------ Document extract

Swala’s subsidiary operator at the properties, Swala Oil and Gas (Tanzania), has awarded the Drill Support Team contract for the 2016 drilling campaign to the Tanzanian subsidiary of AWT International (Asia), a Singapore-headquartered firm offering subsurface, subsea and surface facilities engineering services and contracting solutions to the oil and gas industry.

The Drill Support Team will effectively act as Swala Tanzania’s drilling management team, tasked with designing the wells, implementing the planning required ahead of the wells, including the ordering of long-lead items, and primarily to engage with rig contractors (and operators) in the area to determine the optimal rig sequencing and the design and cost of the wells.

The award allows drill planning to begin immediately and sets up Swala to achieve its 2016 drilling objectives.

------------

**Prompt**: Write the next few sentences of the Swala drill support contract text, continuing after its final sentence.

------ Collected material

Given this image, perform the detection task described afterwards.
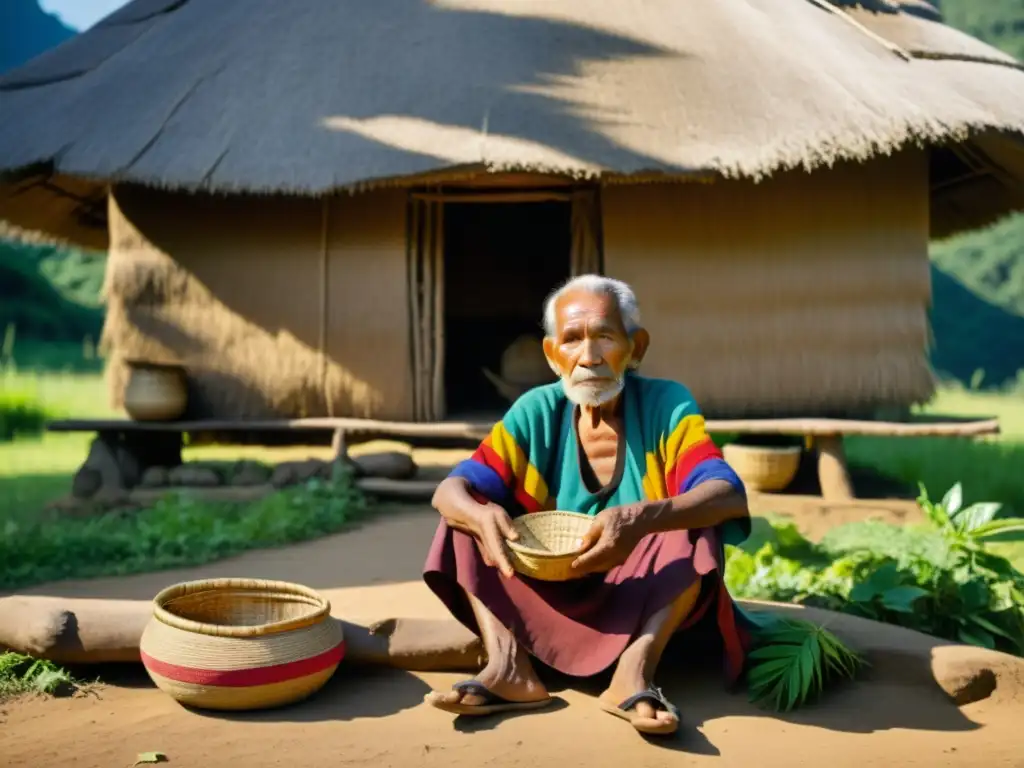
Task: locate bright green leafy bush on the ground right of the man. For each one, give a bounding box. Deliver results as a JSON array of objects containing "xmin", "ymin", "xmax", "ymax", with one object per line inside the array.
[{"xmin": 726, "ymin": 483, "xmax": 1024, "ymax": 655}]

------------

**Task answer**:
The Kilosa-Kilombero licence has three deep basins – Kidatu, Kilosa and Kilombero.  The Pangani licence has one – the Moshi basin. 

The two projects are considered geologically related to structures which host at least 2 billion barrels of oil.

Seismic work carried out in 2013 identified a large-scale structure in the Kilosa basin, measuring some 40-50 square kilometres in extent. More importantly, it identified the “Kito” prospect in the Kilombero basin, where initial analysis suggested structural trapping analogous to that seen in Uganda (where more than 4 billion barrels of oil have been discovered to date) and Kenya (more than 600 million barrels). 

A second seismic survey in 2014, concentrating on the Kilombero basin, slightly increased the size of the Kito prospect and identified a further six leads and prospects that contribute to the basin’s potential upside.

The 17,156-square-kilometre Pangani licence, meanwhile, has demonstrated the existence of in Moshi of a fault-bounded basin some 25 kilometres wide with sedimentary fill of between 2,000 -3,000 metres.  The company is still reviewing the 2014 seismic data and focusing on the Kikuletwa lead, to the west of the basin.